Remember being a child and picking a dandelion that had gone to seed? What would you do? You’d blow it into the wind and make a wish. Provision Project likes to think of those seeds as seeds of hope. The women we serve need hope. They need financial relief. They need to know that someone cares about them and their fight and will help them get through it. They need Provision Project.
by Kristin Knerr
I am honored that Provision Project has asked me to tell my story. This project is very close to my heart, and it’s a privilege to be a part of this group of women who have inspired me and encouraged me so much.
I don’t want to tell the story of my diagnosis or my journey through the battlefield. My story is most likely much like yours. The devastating phone call, the destruction of body, mind, and spirit. The confusion, the sorrow, the suffering, the agonizing pain. The coming undone.
What I want is to give you the most valuable weapon you must have if you are to survive and move on again. I want to give you hope. I want you to know in your darkest and loneliest of hours, that you will come out the other side again. In the burning away of all that you are and possess, do not let go of your hope. The sun is going to shine, your hair is going to grow back, you will laugh out loud, and you will grow strong once again, I promise. I will never say, “Don’t give up,” because I did, one thousand times. Victory isn’t in the not giving up. It’s in the getting up, over and over again. I don’t recall ever thinking that cancer would be the death of me, but I certainly do remember thinking that despair would. Connect yourself to other survivors because they understand, and they need you to survive as well. I am here with you. My name is in the link here somewhere, and I want you to friend me or message me. Take my hand, I’ll go with you as far as I am able. When you want to give up, I’ll stand in the gap for you.
After I finished treatment, I was left with some significant physical disabilities. I was not able to walk very well and suffered a severe spinal cord injury. I would wake up in the mornings, and the first thought I would have was, “I can’t” and I would cry myself out of bed. It took almost two years to be able to walk normally and a lot of physical therapy, but here I am, on the other side.

## Information
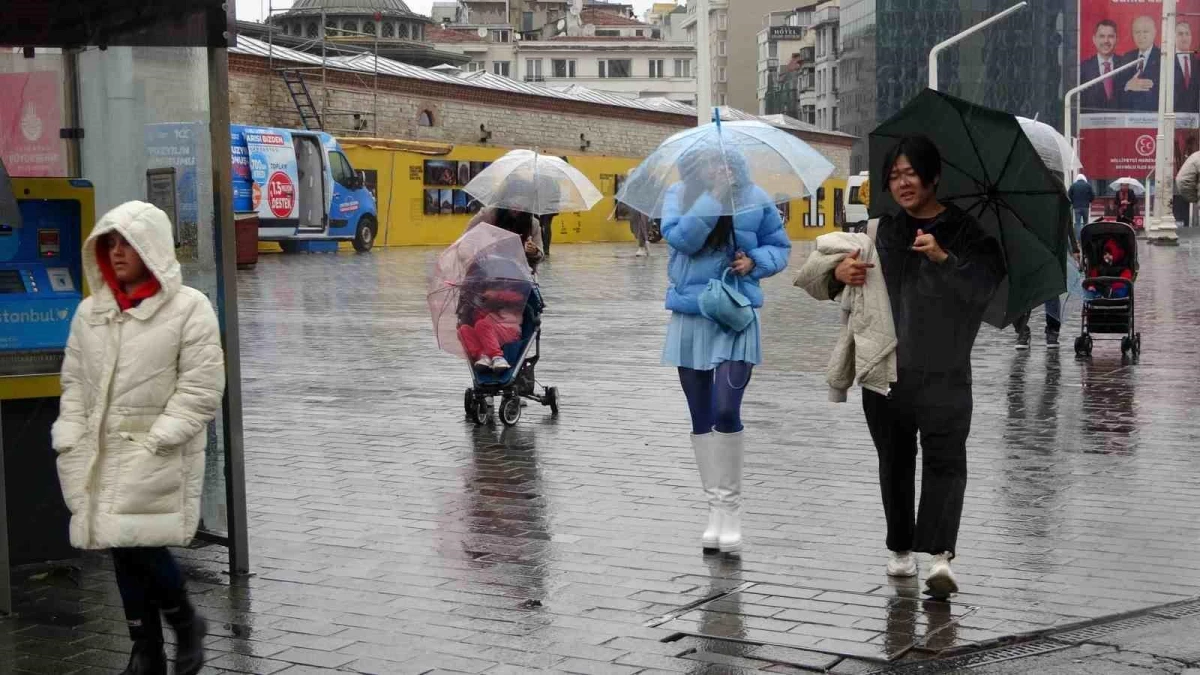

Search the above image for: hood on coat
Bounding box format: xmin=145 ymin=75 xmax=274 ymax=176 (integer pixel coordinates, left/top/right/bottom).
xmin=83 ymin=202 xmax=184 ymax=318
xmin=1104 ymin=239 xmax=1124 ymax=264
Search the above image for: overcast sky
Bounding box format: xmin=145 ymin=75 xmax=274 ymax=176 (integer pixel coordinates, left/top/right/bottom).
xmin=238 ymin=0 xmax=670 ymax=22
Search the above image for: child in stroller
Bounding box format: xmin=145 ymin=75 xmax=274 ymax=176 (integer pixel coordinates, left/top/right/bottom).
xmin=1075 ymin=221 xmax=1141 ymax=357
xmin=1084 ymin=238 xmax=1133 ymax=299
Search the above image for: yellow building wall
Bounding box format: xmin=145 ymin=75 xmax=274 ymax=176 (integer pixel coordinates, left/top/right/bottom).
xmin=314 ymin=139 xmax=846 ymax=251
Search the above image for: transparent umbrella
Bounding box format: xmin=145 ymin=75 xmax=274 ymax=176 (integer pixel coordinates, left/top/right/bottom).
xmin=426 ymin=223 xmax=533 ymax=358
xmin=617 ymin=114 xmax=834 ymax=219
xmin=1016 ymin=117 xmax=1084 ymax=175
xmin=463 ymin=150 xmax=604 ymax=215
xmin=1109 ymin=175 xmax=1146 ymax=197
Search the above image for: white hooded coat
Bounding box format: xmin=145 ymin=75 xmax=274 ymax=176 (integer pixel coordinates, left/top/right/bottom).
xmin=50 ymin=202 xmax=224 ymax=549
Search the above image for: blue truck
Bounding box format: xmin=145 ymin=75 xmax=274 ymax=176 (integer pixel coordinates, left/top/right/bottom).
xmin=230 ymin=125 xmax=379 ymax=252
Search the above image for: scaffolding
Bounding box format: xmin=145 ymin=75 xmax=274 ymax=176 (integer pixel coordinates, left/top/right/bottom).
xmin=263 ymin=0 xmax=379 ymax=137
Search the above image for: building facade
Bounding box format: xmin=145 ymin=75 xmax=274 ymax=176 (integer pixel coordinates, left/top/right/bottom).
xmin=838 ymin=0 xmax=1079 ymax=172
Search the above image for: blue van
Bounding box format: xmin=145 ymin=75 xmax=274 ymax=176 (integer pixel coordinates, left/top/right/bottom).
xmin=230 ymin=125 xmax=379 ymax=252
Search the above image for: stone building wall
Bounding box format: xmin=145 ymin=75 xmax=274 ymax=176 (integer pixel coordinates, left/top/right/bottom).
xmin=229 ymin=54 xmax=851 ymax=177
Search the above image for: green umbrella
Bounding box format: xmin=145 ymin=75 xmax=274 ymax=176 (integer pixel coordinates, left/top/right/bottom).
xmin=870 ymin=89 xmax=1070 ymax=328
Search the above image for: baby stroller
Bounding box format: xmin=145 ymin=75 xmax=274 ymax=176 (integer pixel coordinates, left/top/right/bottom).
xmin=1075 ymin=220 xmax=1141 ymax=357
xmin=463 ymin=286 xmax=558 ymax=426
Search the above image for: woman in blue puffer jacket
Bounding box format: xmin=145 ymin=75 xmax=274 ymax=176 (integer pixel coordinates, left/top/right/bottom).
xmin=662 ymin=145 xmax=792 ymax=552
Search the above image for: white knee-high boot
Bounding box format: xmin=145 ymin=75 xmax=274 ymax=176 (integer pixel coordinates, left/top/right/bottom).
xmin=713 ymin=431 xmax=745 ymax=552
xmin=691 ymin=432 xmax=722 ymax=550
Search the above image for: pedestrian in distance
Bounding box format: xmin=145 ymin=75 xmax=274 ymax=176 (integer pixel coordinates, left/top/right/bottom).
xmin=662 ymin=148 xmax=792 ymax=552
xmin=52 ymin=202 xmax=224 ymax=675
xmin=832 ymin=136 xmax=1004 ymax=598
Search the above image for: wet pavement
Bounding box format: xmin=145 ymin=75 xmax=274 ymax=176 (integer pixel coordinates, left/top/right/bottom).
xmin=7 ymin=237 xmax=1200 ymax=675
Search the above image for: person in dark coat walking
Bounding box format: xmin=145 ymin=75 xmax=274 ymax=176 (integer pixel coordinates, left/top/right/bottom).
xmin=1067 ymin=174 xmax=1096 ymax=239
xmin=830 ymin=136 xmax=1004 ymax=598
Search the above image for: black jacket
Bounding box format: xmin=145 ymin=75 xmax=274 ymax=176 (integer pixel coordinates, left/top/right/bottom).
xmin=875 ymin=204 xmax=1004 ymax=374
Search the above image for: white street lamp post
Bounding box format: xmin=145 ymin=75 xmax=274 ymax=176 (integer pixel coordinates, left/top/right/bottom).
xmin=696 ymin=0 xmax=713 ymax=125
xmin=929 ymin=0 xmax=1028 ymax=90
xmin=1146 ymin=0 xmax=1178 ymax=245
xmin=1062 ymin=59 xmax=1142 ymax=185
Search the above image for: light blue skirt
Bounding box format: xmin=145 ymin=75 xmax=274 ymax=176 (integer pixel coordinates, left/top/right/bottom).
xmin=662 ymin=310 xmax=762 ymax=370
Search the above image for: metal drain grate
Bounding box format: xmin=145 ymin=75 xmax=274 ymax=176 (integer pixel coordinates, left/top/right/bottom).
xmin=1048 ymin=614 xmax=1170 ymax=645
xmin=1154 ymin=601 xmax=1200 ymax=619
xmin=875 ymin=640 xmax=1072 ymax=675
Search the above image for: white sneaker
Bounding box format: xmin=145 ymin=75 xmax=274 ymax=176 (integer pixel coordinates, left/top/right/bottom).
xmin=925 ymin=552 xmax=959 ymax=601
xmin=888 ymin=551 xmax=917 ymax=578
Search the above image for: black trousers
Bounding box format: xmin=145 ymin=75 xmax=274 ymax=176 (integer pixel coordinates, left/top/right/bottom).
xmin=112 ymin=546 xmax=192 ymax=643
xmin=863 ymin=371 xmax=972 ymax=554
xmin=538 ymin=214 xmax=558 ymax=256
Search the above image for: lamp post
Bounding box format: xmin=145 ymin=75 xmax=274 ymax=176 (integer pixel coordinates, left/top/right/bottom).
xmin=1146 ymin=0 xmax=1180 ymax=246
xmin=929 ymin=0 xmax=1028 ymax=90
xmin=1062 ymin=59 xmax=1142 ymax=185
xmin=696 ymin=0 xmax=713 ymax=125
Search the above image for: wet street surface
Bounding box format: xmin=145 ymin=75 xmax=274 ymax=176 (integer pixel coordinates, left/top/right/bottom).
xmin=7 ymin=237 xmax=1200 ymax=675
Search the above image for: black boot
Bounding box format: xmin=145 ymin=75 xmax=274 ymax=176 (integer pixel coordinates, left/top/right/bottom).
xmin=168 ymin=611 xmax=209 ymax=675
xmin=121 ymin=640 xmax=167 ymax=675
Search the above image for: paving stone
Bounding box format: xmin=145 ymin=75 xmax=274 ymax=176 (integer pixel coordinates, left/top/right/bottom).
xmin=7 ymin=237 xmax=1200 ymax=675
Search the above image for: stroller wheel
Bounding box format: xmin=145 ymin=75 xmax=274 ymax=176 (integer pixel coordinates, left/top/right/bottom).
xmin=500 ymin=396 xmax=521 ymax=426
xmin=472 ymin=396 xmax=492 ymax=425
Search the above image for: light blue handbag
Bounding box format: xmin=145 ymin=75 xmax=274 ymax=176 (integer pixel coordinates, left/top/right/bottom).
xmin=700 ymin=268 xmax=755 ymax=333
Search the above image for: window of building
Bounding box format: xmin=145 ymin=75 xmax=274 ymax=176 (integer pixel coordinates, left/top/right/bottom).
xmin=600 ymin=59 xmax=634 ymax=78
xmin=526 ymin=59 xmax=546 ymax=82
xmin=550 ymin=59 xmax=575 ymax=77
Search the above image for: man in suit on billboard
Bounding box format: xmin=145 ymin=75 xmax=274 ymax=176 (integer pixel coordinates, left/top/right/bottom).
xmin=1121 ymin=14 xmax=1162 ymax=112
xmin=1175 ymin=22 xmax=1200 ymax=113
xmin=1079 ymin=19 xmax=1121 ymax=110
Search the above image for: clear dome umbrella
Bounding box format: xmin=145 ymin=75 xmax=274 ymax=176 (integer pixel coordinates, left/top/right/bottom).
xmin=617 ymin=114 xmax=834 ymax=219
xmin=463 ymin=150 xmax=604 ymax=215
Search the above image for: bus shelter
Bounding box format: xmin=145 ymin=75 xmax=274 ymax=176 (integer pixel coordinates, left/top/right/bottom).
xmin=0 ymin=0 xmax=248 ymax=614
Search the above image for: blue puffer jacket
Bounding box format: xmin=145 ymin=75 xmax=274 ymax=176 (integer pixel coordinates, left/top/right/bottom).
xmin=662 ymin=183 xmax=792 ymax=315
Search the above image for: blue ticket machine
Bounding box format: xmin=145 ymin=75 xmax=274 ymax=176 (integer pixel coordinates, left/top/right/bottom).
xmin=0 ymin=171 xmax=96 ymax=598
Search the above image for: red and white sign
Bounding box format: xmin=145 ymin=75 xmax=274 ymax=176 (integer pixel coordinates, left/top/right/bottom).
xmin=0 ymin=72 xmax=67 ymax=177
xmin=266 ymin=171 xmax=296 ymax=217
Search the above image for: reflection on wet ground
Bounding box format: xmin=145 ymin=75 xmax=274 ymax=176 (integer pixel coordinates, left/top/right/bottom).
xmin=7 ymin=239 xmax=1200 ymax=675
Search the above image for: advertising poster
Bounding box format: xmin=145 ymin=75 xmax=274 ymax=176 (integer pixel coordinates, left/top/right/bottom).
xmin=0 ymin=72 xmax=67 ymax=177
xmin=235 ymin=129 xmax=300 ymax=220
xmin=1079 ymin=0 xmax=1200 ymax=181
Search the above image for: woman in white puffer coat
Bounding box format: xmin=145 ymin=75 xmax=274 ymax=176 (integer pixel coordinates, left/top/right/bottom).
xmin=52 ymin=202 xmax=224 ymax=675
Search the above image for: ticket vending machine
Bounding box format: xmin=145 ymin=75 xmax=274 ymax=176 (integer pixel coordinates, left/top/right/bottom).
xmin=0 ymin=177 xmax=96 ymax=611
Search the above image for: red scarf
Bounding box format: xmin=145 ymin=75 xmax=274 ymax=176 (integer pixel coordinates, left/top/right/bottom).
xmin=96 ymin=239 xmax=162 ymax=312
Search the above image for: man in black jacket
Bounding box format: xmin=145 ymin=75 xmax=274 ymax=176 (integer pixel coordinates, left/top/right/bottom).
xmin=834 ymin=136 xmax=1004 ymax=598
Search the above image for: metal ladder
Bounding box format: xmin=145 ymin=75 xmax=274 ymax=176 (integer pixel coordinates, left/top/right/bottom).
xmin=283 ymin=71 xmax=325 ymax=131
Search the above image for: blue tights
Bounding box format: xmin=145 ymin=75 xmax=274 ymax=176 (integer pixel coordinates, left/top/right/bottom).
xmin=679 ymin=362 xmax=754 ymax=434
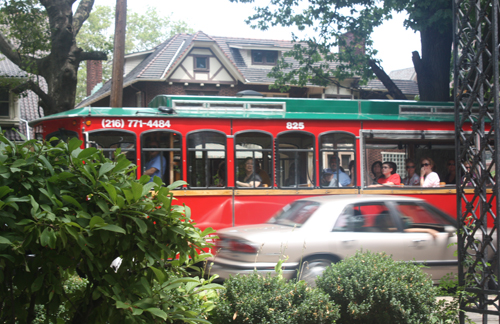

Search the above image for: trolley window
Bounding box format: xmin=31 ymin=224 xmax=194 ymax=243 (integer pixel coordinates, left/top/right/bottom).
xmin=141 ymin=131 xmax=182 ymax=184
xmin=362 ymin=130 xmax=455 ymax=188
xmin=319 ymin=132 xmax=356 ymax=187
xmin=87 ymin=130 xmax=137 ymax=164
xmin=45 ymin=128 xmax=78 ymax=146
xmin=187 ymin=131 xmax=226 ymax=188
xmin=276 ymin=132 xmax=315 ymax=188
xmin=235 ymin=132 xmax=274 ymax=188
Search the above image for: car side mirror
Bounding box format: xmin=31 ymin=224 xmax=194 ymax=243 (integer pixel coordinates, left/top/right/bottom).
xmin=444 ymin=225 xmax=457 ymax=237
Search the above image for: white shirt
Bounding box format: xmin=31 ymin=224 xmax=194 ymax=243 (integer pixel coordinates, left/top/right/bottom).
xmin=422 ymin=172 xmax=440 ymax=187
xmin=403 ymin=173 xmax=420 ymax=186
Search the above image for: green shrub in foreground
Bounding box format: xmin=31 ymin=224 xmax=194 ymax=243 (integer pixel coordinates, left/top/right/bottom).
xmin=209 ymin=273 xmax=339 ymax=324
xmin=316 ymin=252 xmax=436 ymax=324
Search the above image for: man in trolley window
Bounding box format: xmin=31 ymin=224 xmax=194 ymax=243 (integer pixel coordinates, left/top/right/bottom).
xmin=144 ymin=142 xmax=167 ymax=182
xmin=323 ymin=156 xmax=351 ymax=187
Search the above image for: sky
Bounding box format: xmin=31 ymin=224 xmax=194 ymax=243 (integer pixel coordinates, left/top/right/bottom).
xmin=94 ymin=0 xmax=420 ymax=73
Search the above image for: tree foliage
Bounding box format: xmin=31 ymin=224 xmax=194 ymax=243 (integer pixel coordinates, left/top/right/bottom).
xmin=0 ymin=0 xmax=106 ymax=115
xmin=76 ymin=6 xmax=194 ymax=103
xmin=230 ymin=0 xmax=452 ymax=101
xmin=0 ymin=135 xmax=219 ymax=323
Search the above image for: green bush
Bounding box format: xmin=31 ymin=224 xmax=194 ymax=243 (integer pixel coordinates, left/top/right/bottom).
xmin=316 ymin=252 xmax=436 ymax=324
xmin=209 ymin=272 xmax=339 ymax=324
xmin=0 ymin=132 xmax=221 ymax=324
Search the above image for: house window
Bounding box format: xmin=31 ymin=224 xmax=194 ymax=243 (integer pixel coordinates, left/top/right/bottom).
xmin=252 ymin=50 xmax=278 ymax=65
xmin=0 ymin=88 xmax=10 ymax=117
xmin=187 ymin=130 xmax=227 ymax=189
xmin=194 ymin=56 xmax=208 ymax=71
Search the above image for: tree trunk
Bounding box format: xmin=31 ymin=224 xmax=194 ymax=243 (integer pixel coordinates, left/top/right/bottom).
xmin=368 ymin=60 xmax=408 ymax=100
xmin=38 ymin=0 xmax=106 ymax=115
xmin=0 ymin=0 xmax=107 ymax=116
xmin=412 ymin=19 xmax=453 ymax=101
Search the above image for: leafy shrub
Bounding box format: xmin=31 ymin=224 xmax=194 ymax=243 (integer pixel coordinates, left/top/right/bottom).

## Your task
Pick up the cancer survivor's story after its last sentence and keep it going. The rows are drawn from a different source than the text.

## Response area
A couple of months ago I had the opportunity to climb Mount Tetakawai located in Sonora, Mexico, surrounded by the Sea of Cortez. I was accompanied by my daughter, grandson, and a precious friend who has stayed with me through it all. Funny thing about mountains, they don’t look very intimidating when you see them from a distance. But when you stand at the base of them and look up, it appears insurmountable. I think being on the cancer battle field is a lot like climbing that mountain.
Mount Tetakawai isn’t an exceptionally large mountain, but it is technical and complicated. There are large sections of shale and slate with razor sharp edges. There are a few sections of rock that you can’t actually climb but can sort of throw your body over them. How did I climb that mountain? One rock at a time. I stopped and rested a few times, but I kept going. I came to a few spots that made me laugh because I knew there was no possible way I was strong enough to get through it, but I did. The love and encouragement from those that were with me got me over the top of several boulders. When I looked up at the mountain looming overhead, I knew I couldn’t do it, but when I looked at each rock as its own challenge, I knew I could do that. Let me tell you, the view from the top defies description. I was somehow changed inside, standing on the highest point, witnessing the way the ocean met the sky.
Keep going. Keep reaching up and forward, and keep your eyes on the little obstacles in front of you because before you know it, you will be at the top without even knowing how you really got there. Be courageous, be fierce, and most of all, be full of hope.